Work to be completed:
You are to retype exactly the line with "curb for me and we're good" and every line after it in the entries below.

====== Data for this exercise

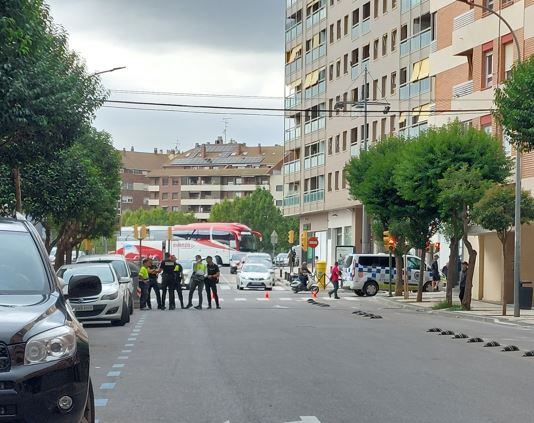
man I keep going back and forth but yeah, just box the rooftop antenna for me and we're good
[175,138,181,153]
[223,117,231,143]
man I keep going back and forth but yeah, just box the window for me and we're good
[329,98,333,118]
[372,121,378,141]
[342,131,347,151]
[276,185,283,192]
[400,24,408,41]
[342,170,347,189]
[123,182,134,190]
[483,50,493,88]
[335,171,340,190]
[413,13,431,35]
[392,0,397,8]
[381,75,387,98]
[391,29,397,51]
[391,71,397,94]
[373,0,379,18]
[328,173,332,191]
[344,15,349,35]
[481,124,492,134]
[343,92,348,110]
[352,8,360,26]
[373,79,378,100]
[172,178,180,186]
[351,127,358,144]
[121,195,133,204]
[373,39,379,59]
[381,118,386,138]
[351,87,358,102]
[390,115,395,132]
[328,137,333,154]
[329,63,334,80]
[483,0,493,11]
[343,54,349,74]
[351,48,359,66]
[383,0,388,13]
[336,59,341,77]
[337,19,342,39]
[172,192,179,200]
[503,42,513,80]
[363,2,371,20]
[276,200,282,207]
[362,44,370,60]
[162,177,169,186]
[382,34,388,56]
[329,23,334,43]
[335,135,340,153]
[162,193,168,200]
[400,67,407,85]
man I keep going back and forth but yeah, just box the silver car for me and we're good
[58,263,131,326]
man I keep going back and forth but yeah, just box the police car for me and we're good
[341,253,433,296]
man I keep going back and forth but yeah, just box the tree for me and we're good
[210,188,298,252]
[472,185,534,315]
[121,208,196,226]
[494,55,534,152]
[0,0,106,211]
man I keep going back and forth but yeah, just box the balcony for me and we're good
[351,23,360,40]
[305,6,326,29]
[285,92,302,109]
[285,58,302,76]
[453,80,474,98]
[221,184,258,192]
[305,44,326,65]
[453,9,474,31]
[148,199,160,206]
[285,22,302,43]
[304,153,325,170]
[147,185,160,192]
[351,63,360,80]
[400,84,410,100]
[304,117,325,134]
[283,194,300,206]
[399,122,428,138]
[285,126,301,142]
[304,189,325,203]
[284,159,301,174]
[400,29,431,57]
[361,18,371,35]
[194,212,210,220]
[410,77,430,97]
[304,80,326,100]
[180,184,221,192]
[181,198,219,206]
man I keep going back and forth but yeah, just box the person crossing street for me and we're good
[205,256,221,309]
[187,255,206,310]
[172,256,185,309]
[159,252,177,310]
[328,261,341,299]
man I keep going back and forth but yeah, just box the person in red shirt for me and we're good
[328,262,341,299]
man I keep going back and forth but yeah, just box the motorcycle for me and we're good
[291,273,319,295]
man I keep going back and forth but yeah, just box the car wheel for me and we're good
[363,281,379,297]
[81,379,95,423]
[423,281,432,292]
[354,289,365,296]
[112,301,129,326]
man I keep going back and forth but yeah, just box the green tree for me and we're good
[472,185,534,315]
[0,0,106,211]
[494,55,534,152]
[121,208,196,226]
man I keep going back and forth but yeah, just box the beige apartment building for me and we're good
[284,0,432,264]
[147,138,285,221]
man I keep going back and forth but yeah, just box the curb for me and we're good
[377,296,534,328]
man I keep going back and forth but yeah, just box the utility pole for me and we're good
[362,66,370,254]
[223,118,231,143]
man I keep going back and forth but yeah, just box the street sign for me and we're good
[271,230,278,245]
[308,237,319,249]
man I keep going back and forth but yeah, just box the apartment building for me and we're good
[147,138,285,221]
[429,0,534,304]
[119,147,170,215]
[284,0,432,264]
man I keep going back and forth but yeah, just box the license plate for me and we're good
[72,305,93,312]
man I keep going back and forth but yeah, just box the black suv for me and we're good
[0,217,101,422]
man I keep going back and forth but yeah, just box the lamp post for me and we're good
[90,66,126,77]
[456,0,522,316]
[335,66,391,254]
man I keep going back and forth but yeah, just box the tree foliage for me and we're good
[209,188,298,252]
[121,208,196,226]
[494,55,534,152]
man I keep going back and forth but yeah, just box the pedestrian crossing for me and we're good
[209,295,370,303]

============

Your response:
man I keep going back and forth but yeah, just box the curb for me and we're good
[377,296,534,328]
man I keep going back and forth but yeah, just box the utility pole for me and we're good
[362,66,370,254]
[223,118,231,143]
man I keep going back and forth but yeah, just box the street sign for me and we're good
[271,230,278,245]
[308,237,319,249]
man I keep going back and forth but yeah, just box the apartment building for me and we're good
[147,138,285,221]
[429,0,534,304]
[119,147,170,215]
[284,0,432,264]
man I keep going back and forth but yeah, just box the license plate for me and we're good
[72,305,93,312]
man I keep going back and forth but yeah, just box the black suv for me and we're good
[0,217,101,422]
man I keep going back and forth but yeah, just box the lamp post for me and we're good
[90,66,126,77]
[456,0,522,316]
[335,66,391,254]
man I keep going back and forth but yeah, just box the tree foliage for me and we're good
[209,188,298,252]
[121,208,196,226]
[494,55,534,152]
man I keep going back and forth but yeah, just box the pedestrian crossing for me and we're good
[209,295,370,303]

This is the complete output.